TO DO
Find "Target: window with red trim" in the data below; transcribe the line it appears on and each line after it, exactly, to the end, and nothing else.

(Stored data entries)
□ □ □ □ □

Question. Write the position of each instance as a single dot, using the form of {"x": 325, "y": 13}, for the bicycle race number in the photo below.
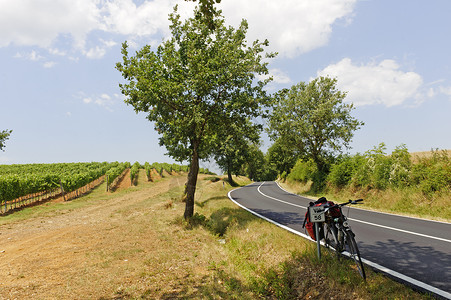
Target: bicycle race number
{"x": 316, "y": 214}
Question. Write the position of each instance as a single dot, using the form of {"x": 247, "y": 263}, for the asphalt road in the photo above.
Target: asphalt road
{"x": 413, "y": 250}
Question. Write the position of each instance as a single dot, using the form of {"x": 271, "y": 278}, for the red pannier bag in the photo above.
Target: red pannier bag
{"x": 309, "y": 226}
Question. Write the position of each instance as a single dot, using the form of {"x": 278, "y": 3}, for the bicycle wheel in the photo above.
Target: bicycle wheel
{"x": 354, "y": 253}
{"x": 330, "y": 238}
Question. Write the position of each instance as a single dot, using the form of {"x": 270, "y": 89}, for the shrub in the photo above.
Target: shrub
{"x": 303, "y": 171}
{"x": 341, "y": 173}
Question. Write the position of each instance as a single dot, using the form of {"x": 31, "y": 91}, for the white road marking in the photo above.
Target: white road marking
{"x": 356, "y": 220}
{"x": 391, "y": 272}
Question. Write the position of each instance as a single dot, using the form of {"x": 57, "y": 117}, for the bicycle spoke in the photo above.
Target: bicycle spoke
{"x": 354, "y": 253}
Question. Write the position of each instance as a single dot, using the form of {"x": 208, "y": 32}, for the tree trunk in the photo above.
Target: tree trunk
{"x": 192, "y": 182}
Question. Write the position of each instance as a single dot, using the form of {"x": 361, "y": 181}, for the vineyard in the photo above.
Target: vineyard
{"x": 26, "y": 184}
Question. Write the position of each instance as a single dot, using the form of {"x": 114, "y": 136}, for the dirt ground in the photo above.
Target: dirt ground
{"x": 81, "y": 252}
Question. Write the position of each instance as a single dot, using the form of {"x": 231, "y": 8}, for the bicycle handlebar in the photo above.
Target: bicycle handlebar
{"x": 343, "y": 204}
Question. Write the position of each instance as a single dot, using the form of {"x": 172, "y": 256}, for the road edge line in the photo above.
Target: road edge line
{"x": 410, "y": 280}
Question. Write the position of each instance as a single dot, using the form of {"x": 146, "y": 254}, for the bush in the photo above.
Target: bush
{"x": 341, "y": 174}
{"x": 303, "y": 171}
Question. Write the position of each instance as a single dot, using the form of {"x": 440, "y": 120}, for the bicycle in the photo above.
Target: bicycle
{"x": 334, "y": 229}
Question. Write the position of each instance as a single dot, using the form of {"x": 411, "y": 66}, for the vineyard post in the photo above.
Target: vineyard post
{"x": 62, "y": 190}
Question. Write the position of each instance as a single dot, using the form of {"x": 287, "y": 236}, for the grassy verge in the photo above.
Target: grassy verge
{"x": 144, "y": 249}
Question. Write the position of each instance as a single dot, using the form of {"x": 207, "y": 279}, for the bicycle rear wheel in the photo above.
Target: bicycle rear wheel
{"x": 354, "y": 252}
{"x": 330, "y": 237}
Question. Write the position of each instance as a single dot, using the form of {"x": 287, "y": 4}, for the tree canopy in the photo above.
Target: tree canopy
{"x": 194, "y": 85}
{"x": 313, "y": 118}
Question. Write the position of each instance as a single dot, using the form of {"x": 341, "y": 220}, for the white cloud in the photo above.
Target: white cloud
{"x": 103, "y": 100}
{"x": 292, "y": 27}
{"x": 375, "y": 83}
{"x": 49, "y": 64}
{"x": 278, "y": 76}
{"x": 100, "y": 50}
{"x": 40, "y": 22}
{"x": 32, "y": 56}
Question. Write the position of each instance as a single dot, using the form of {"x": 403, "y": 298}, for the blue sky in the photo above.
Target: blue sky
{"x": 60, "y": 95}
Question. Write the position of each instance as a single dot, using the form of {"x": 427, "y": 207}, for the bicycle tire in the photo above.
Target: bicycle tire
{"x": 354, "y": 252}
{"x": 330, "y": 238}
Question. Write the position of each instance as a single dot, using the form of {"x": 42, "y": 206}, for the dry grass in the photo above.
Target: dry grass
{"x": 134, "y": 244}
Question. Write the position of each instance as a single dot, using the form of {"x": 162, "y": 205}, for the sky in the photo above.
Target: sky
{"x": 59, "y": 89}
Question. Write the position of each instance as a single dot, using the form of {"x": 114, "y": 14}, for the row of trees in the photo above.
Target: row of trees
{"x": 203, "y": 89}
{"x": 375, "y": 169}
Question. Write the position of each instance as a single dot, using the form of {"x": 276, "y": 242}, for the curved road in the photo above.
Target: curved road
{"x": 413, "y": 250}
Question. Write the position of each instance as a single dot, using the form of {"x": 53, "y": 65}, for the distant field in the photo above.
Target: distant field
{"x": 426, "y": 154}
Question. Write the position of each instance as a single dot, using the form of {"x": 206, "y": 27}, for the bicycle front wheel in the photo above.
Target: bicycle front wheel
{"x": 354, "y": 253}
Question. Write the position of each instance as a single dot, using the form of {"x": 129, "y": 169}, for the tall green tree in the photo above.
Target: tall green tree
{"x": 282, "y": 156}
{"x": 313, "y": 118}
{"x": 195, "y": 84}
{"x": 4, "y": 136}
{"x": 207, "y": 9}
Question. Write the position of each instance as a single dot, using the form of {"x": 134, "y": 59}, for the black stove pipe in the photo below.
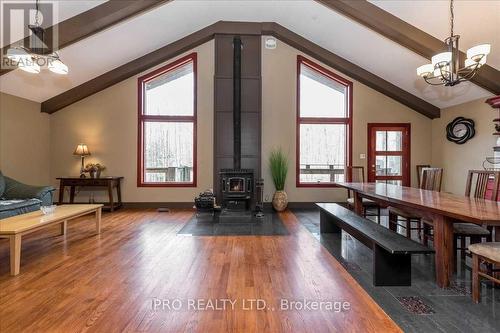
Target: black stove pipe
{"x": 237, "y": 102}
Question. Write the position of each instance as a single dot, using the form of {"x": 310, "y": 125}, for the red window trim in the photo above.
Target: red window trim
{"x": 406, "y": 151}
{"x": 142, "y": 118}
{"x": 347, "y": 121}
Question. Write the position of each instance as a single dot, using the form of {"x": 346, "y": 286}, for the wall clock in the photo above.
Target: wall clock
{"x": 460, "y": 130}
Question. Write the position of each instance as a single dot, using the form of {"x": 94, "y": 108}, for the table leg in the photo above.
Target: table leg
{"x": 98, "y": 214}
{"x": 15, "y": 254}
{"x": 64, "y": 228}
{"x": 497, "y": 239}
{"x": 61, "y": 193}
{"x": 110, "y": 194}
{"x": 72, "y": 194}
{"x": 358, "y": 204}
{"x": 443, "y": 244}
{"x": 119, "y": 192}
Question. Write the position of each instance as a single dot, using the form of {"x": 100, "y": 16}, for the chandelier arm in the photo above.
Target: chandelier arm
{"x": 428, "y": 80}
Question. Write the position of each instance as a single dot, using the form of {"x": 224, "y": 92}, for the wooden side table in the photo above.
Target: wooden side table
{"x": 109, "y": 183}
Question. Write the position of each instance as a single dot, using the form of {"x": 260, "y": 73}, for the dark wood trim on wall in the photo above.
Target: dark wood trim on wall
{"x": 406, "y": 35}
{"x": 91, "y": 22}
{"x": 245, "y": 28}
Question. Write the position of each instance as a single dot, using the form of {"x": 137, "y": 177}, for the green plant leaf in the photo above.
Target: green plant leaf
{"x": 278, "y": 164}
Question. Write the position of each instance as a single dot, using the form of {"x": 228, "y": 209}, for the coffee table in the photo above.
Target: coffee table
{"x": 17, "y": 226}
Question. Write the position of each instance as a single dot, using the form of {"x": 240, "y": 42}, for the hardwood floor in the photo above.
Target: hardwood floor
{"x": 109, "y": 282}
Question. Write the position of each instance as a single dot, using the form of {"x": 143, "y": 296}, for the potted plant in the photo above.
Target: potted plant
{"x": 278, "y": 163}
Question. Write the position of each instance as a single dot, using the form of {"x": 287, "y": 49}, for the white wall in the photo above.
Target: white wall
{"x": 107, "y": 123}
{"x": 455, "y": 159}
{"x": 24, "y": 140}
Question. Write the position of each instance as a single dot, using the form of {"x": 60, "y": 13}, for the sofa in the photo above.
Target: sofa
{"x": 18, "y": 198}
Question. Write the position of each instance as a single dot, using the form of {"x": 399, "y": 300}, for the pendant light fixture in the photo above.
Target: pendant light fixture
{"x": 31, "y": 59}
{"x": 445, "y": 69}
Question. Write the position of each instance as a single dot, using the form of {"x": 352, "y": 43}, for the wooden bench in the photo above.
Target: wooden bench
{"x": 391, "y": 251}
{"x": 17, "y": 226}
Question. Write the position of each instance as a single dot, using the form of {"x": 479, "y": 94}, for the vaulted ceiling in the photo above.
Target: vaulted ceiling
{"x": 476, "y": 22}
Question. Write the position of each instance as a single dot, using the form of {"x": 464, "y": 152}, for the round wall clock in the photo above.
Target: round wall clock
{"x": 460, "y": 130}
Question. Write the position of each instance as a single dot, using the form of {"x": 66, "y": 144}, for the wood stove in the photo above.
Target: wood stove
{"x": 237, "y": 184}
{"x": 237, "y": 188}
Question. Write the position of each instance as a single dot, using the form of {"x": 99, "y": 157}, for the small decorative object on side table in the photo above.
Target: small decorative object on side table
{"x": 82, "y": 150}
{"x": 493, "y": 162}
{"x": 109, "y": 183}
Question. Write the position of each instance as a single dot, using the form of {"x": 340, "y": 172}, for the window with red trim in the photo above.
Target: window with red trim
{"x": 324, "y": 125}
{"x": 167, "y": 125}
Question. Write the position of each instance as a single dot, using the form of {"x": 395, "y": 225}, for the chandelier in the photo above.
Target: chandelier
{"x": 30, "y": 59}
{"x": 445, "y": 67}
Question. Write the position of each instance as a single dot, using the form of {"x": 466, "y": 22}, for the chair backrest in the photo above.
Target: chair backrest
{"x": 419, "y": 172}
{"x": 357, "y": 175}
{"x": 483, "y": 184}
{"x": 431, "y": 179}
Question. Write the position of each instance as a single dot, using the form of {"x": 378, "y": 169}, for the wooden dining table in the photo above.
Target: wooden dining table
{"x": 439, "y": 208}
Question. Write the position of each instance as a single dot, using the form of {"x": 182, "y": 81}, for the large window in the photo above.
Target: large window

□ □ □ □ □

WORKED SOLUTION
Target: window with red trim
{"x": 324, "y": 125}
{"x": 167, "y": 125}
Question. Write the position of each instance as a single dot, using the form of {"x": 395, "y": 225}, for the chandelier in the photo above.
Target: chandelier
{"x": 30, "y": 59}
{"x": 445, "y": 67}
Question. Write the position of each instance as a single dot, using the form of {"x": 466, "y": 22}, for the chair backrest in the photo above.
Target: chair backrest
{"x": 419, "y": 172}
{"x": 357, "y": 175}
{"x": 483, "y": 184}
{"x": 431, "y": 179}
Question. Write the position of each instance as a single dot, using the form of {"x": 378, "y": 169}, for the wooden dining table in the photo above.
Target: wooden dining table
{"x": 439, "y": 208}
Question. Write the position of each instance as a single dot, using the form of {"x": 182, "y": 81}, for the large window in the photo above.
Target: large window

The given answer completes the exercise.